### OBJECTIVE
Restate the entries word for word, omitting nothing.

*** STORED ROWS

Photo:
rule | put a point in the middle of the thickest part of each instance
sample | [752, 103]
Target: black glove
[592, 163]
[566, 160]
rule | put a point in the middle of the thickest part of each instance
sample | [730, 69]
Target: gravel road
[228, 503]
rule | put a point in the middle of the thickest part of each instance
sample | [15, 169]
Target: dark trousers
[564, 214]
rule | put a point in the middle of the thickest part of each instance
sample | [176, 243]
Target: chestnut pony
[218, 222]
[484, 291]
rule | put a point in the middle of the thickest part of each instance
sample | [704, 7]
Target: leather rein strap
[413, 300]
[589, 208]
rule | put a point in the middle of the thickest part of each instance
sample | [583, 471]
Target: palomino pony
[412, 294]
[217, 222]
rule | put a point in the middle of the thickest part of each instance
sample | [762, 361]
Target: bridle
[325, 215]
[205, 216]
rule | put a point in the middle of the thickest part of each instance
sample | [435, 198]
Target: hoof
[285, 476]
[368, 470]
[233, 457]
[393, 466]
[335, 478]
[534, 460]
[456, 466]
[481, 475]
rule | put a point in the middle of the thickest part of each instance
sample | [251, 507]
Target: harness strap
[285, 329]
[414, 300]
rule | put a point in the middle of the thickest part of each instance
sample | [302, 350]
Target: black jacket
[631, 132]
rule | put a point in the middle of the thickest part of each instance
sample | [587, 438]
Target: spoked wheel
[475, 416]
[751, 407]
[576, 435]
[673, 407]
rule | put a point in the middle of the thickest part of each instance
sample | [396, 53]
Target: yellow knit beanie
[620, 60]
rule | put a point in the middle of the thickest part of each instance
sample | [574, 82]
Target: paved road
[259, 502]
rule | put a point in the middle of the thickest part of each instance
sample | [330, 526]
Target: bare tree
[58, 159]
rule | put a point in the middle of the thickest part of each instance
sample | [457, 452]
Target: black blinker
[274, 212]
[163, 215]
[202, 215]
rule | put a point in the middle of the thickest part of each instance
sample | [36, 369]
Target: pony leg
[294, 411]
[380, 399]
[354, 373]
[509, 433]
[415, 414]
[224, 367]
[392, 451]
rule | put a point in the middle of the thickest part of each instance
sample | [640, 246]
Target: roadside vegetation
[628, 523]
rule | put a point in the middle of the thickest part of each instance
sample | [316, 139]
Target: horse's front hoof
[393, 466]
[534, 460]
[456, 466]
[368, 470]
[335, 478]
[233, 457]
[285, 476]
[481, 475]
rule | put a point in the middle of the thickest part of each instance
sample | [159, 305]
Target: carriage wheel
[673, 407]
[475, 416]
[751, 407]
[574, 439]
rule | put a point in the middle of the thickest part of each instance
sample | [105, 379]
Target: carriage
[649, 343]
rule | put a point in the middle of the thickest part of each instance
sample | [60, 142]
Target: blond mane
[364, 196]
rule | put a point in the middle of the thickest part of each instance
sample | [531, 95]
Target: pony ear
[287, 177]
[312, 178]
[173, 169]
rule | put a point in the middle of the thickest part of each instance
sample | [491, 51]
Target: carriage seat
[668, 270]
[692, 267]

******

### TASK RESULT
Photo:
rule | put a point in the middle of the thickest part of each instance
sample | [752, 103]
Target: black glove
[592, 163]
[566, 160]
rule | put a point in the middle of the thickest part of each instance
sample | [730, 69]
Target: gravel road
[228, 503]
rule | put a point in the middle of the thickest part of each instance
sample | [15, 169]
Target: dark trousers
[564, 214]
rule | put a point in the middle of the thickest part of each instance
sample | [176, 243]
Target: chestnut pony
[218, 222]
[484, 291]
rule | put a point in the middle of the thickest part of each instance
sample | [704, 7]
Target: leather rein strap
[413, 300]
[589, 208]
rule | put a point in the middle of the thickest part of each instance
sample | [583, 471]
Target: palomino pony
[412, 294]
[217, 222]
rule | put a point in the middle of the thickest part of each instance
sample | [762, 361]
Target: bridle
[325, 215]
[205, 216]
rule | put a point in the middle of the thickest part of each instance
sample | [435, 198]
Target: hoof
[285, 476]
[368, 470]
[233, 457]
[393, 466]
[335, 478]
[534, 460]
[456, 466]
[481, 475]
rule | put a point in the middle of the thickest part of each instance
sample | [251, 507]
Target: harness strap
[285, 329]
[414, 300]
rule | put a point in the middle of the thickest part of each instance
sample | [302, 350]
Target: black jacket
[631, 132]
rule | put a point in the middle of the thickest part of each instance
sample | [587, 438]
Target: spoked wheel
[475, 416]
[751, 407]
[576, 435]
[673, 407]
rule | put a point in the middle of the thickest part of each instance
sample | [396, 53]
Target: yellow knit beanie
[620, 60]
rule | put a point in the middle of the thickest part of each instance
sample | [574, 82]
Target: paved road
[259, 502]
rule | put a point in the middle of the thickest part of each instance
sample | [330, 526]
Target: bare tree
[58, 159]
rule | put a point in the middle of the thickest part of each instance
sample | [457, 452]
Target: black blinker
[274, 212]
[163, 215]
[202, 215]
rule | put a point in the middle of the thickest part of each instance
sample | [36, 369]
Target: pony leg
[294, 411]
[380, 399]
[354, 373]
[509, 433]
[415, 414]
[224, 367]
[392, 451]
rule | put a point in the middle of the thickest part of each instance
sample | [640, 246]
Target: roadside vegetation
[628, 523]
rule | put a point in the middle of the thickest part of each instance
sample | [316, 139]
Target: horse's front hoof
[393, 466]
[534, 460]
[456, 466]
[368, 470]
[335, 478]
[233, 457]
[285, 476]
[481, 475]
rule | put a point in the middle of the thickest part of each instance
sample | [159, 305]
Target: carriage wheel
[673, 407]
[475, 416]
[751, 407]
[574, 439]
rule | put a point in the middle of the thickest part of each instance
sample | [105, 379]
Target: carriage
[649, 343]
rule | put a point in the middle of the thickest part of each instance
sample | [60, 142]
Target: blond mane
[364, 196]
rule | put a point in the middle of the thickest part of each instance
sample | [531, 95]
Target: pony ear
[287, 177]
[312, 178]
[173, 169]
rule | put a point in the middle of the thickest part of each instance
sample | [491, 51]
Target: carriage seat
[668, 270]
[692, 267]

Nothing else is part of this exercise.